• _Things to do_
[1] Copy the blog post verbatim, starting at "you would say" and ending at "outlets are necessary.".
[2] According to the blog post, what does the wanna-be writer do after going back in the house and before going somewhere quiet? List each activity.
[3] Write the next part of the blog post, picking up after its final line.

GIFT
You tell me that silence
is nearer to peace than poems
but if for my gift
I brought you silence
(for I know silence)
you would say
This is not silence
this is another poem
and you would hand it back to me
-Leonard Cohen

“Are you talkin’ to me?”
Writing a blog is such a stupid thing. Like writing a poem. It accomplishes nothing important, feeds and clothes no one. It builds nothing tangible. Truth be told, (bluntly, as most truths have no tact or table manners) nobody cares about this blog or any other one. Which is fine by me, but only some of the time. Blogs of poetry are particularly irrelevant, which is rather humbling, and honestly, pretty frustrating, when one considers all the time one invests in them. But, for poets, the good and even the bad ones, sometimes such outlets are necessary.
“After a while, if you are sufficiently bored or unemployed, you may want to read it from cover to cover.” -Leonard Cohen

Trying to get this thing to fly…
You tie your kite to the string of the internet and run through your fields hoping it will fly. If it’s a clear day, your eyes water as you look into the sky begging for a breeze, and on stormy days, your skin glistens and shivers as you run in the rain trying to avoid lightning. You lose your grip when you hit submit and then you stand helpless as your kites inevitably wander off unnoticed or crash violently into a tree.
Being a stupid wanna-be writer, you go back in the house, and you mop the floor with rhythmic strokes, cook dinner and listen to your children play, and then go somewhere quiet and pull out a few more ribs and some seemingly unimportant internal organs in an effort to begin to build another kite, because it’s all you can think to do in such situations. “Initiate self-destruct sequence in five…four…three…”
Such innocent looking toys, these kites poets try to fly…
“A Kite is a Victim
A kite is a victim you are sure of.
You love it because it pulls
gentle enough to call you master,
strong enough to call you fool;
because it lives
like a desperate trained falcon
in the high sweet air,
and you can always haul it down
to tame it in your drawer.”
-Leonard Cohen, from “A Kite is a Victim”
I’ve been in a Cohen-esque mood, sort of wallowing in his beautiful new album (which some precious soul posted to YouTube in its entirety…link below), wishing I was capable of writing as he does, while at the same time, being desperately grateful that I can’t: I’m not brave enough or humble enough to allow myself to be so exposed. His gift would be wasted on me. I must reluctantly admit God knows what He’s doing…
“Deprivation is the mother of poetry.”

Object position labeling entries
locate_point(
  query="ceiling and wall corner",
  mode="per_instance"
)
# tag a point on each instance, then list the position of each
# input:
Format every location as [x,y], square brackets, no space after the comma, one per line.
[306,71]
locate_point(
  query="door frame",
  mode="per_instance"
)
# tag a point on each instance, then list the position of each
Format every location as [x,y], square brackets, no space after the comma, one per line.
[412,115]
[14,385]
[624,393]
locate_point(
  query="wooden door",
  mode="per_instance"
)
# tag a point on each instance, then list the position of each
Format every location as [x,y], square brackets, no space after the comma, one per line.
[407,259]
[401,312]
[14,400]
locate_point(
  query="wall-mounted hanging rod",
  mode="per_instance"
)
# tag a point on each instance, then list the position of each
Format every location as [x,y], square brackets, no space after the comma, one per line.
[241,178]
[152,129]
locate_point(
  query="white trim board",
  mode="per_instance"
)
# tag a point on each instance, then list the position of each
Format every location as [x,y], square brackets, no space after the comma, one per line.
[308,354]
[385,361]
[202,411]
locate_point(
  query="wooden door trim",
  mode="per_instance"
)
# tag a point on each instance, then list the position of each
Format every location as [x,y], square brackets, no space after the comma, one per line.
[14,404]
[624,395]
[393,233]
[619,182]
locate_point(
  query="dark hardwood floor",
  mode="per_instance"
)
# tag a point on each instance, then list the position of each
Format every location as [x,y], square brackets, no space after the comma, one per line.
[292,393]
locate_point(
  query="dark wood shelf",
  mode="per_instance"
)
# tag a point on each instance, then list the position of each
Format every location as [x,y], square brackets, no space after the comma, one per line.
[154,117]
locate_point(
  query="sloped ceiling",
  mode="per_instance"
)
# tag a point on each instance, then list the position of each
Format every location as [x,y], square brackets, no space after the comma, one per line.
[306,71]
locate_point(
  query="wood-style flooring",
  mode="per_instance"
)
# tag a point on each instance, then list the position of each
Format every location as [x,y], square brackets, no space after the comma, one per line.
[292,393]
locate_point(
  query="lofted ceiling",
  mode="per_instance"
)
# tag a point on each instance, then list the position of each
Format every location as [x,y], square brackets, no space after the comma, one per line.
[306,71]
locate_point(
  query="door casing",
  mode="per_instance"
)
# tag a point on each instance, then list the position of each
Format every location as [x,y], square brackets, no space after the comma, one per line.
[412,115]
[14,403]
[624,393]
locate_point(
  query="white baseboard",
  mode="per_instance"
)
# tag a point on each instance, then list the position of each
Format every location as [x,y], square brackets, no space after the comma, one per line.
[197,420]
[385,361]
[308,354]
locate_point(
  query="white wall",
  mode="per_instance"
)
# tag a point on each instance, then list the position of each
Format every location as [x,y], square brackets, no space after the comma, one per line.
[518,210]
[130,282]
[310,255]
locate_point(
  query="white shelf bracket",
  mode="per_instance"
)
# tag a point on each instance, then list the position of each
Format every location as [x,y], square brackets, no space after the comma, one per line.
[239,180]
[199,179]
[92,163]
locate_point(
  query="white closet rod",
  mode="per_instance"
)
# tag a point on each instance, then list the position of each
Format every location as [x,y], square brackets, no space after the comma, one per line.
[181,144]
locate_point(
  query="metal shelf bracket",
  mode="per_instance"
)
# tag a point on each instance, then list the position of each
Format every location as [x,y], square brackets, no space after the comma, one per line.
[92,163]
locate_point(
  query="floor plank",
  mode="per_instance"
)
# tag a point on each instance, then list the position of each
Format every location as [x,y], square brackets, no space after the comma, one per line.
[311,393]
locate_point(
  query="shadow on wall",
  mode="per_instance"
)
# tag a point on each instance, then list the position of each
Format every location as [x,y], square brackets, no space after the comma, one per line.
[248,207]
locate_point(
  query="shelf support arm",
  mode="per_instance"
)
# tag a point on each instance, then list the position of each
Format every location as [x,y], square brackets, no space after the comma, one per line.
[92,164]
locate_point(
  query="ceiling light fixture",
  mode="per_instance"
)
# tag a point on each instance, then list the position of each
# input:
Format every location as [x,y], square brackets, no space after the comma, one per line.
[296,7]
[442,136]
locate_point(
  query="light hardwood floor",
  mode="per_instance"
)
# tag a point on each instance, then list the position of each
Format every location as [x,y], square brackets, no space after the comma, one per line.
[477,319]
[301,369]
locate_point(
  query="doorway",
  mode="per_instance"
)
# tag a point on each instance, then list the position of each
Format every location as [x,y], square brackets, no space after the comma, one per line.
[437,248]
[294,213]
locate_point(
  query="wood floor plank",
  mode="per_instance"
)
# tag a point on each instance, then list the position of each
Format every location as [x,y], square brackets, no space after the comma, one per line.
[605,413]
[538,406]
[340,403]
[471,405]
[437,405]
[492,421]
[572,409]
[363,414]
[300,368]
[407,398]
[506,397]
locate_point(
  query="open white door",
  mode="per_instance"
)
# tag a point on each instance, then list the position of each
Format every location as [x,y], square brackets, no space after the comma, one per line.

• _Results for each task_
[1]
you would say
This is not silence
this is another poem
and you would hand it back to me
-Leonard Cohen

“Are you talkin’ to me?”
Writing a blog is such a stupid thing. Like writing a poem. It accomplishes nothing important, feeds and clothes no one. It builds nothing tangible. Truth be told, (bluntly, as most truths have no tact or table manners) nobody cares about this blog or any other one. Which is fine by me, but only some of the time. Blogs of poetry are particularly irrelevant, which is rather humbling, and honestly, pretty frustrating, when one considers all the time one invests in them. But, for poets, the good and even the bad ones, sometimes such outlets are necessary.

[2]
- Mop the floor with rhythmic strokes
- Cook dinner
- Listen to the children play

[3]
“Poetry is just the evidence of life. If your life is burning well, poetry is just the ash.”
“I don’t remember
lighting this cigarette
and I don’t remember
if I’m here alone
or waiting for someone.”
Maybe sharing what we write is like smoking cigars outdoors. (Cigar smokers rarely smoke indoors-cigars are too intense for enclosed spaces.) Cigar smokers are an odd group: their habit sort of isolates them from the rest of the world, and they seem to be fine with that. They revel in the intense scent of the tobacco that most people find repulsive. The ashes sort of swirl and dance, and the wind takes the cigar’s strong scent of time and tries to spread it so thin no one will notice it’s there. The scent clings to the cigar smoker though, like memories and fears they can not shake. Sometimes if you’re smoking a cigar under the night sky, the wind will come singing bass in a gust, dumping ashes in your lap, and extinguishing the flame. This always seems to happen to me when I least expect it and there’s half a cigar left to smoke. Re-lighting that thing is never as easy as I think it should be.
Sometimes, finding something new to say or allowing an old private thought out is like re-lighting a cigar, or ripping off a scab, or exposing a ugly scar.
“Children show scars like medals. Lovers use them as a secrets to reveal. A scar is what happens when the word is made flesh.”

Leonard Cohen – Old Ideas
Funny how the scriptures record Jesus saying, “Verily I say unto you, Whosoever shall not receive the kingdom of God as a little child, he shall not enter therein.” (Mark 10:15) Maybe Leonard is such a good poet because he’s not afraid to show his scars and reveal his humanity. I think that’s commonly referred to as humility.
“You live your life as if it’s real…
….a thousand kisses deep”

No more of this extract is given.